#### Document section ####
Monday, January 31, 2005

Women and Literature?

Here's an inquiry into our last lecture, as Prof. Kuin discussed the historical transition period to Arnold. I was thinking of posting this on Prof. Kuin's blog, but I think I will see who takes me up on this here before I do so...

Professor Kuin was discussing the effects of the industrialization of literature in the 1800s. He said something along the lines of, the mass production of books as a commodity and source of entertainment opened up a great middle class audience for the reading of literature. Suddenly, he said, women began reading books and literacy became more and more of a cultural norm...this due to the greater development in publishing and also the growth of a class of people who was able to afford this luxury...

I am bringing this up because in lecture this rang a bell. I remember learning in a lecture last year (in my literature class that I constantly speak so highly about) that during the time of the French revolution (about that same time period) in Britain, the aristocracy feared that same sort of revolt from their own people. The French Revolution was instigated (or at the very least, progressed) from the writing and passing around of socio-political literatures (i.e. Rousseau's Social Contract), thereby revealing the controversial powers modern publishing was (and still is) capable of. Rousseau's work, for example, explained how the state is bound by the people, not vice versa. At birth, citizens agree to be bound by the laws of their country of origin by an implied moral contract that entails the state to give to them fair governance and necessities of survival. This doctrine gave the French people "permission" to revolt when the government failed to meet their needs.

The British feared a similar occurence within their own lands, and so it has been said (in my class), that this was at least a partial motivation for the government's support for literary study, the establishment of libraries and formal education centres, where women and children were the first to study literature. The supposed idea is to distract the idle public by feeding them what the government does not necessarily want them searching for; however enabling a sort of surveillance. Simply, the newfound middle class was one that had time on their hands- spare time, which, as shown throughout history, may generate a threat to stability, especially now that there is a new medium of expression available to them. By encouraging the study of fiction, past writings, etc. it made writing into stable entertainment, or distraction.
####
## Directives
1. Answer these questions on the blog post about women and literature.
(a) According to Professor Kuin, what did the mass production of books open up?
(b) Which work is named as an example of socio-political literature passed around during the French Revolution?
(c) Who were the first to study literature in the libraries and formal education centres?
2. Repeat the part of the blog post about women and literature that opens with the words containing "Women and Literature?" and closes with "afford this luxury...".
The lines that come next have no part in this exercise.
#### Data block ####
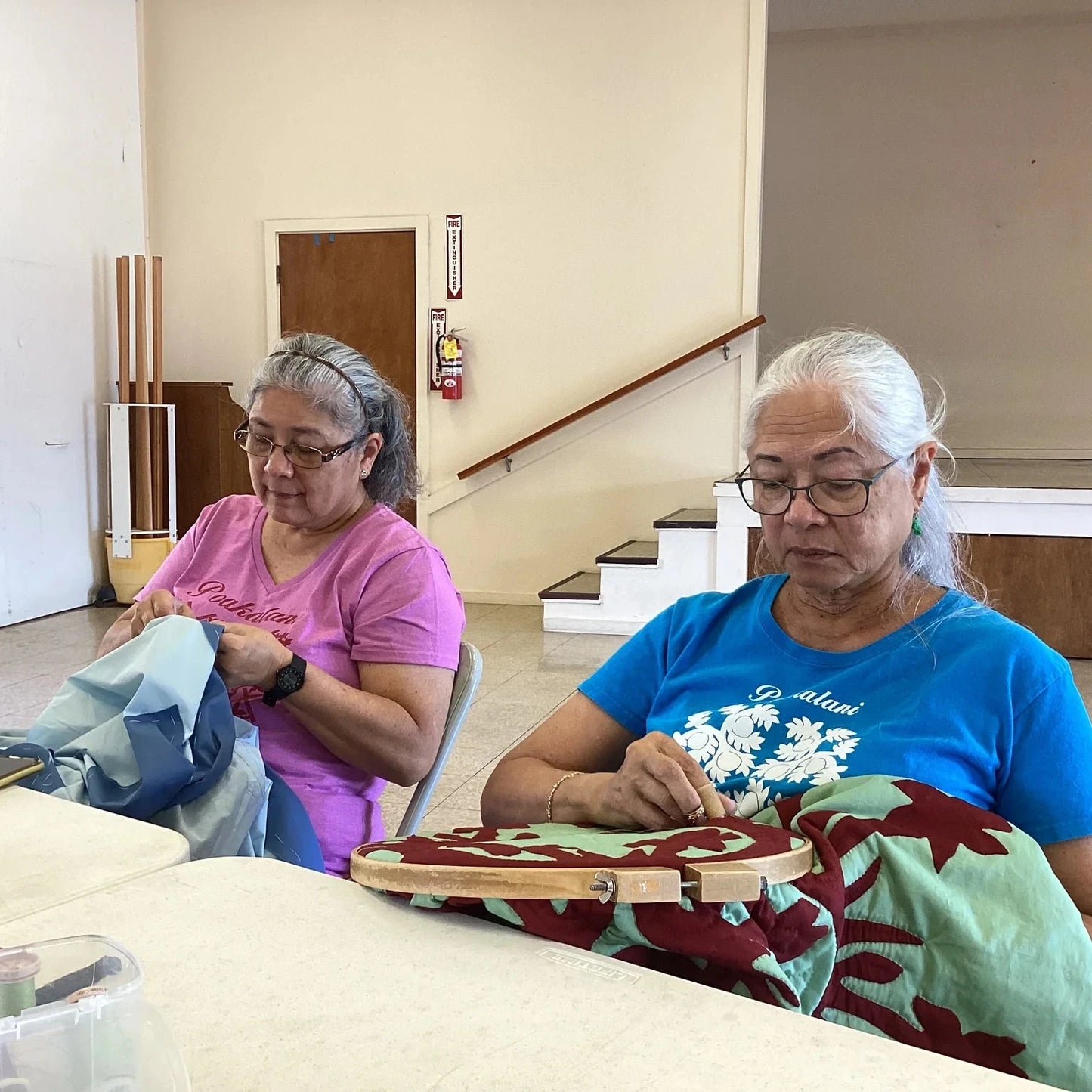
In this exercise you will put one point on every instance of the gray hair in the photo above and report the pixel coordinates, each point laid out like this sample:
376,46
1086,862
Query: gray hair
####
## Replies
1.
(a) A great middle class audience for the reading of literature.
(b) Rousseau's Social Contract.
(c) Women and children.

2.
Women and Literature?

Here's an inquiry into our last lecture, as Prof. Kuin discussed the historical transition period to Arnold. I was thinking of posting this on Prof. Kuin's blog, but I think I will see who takes me up on this here before I do so...

Professor Kuin was discussing the effects of the industrialization of literature in the 1800s. He said something along the lines of, the mass production of books as a commodity and source of entertainment opened up a great middle class audience for the reading of literature. Suddenly, he said, women began reading books and literacy became more and more of a cultural norm...this due to the greater development in publishing and also the growth of a class of people who was able to afford this luxury...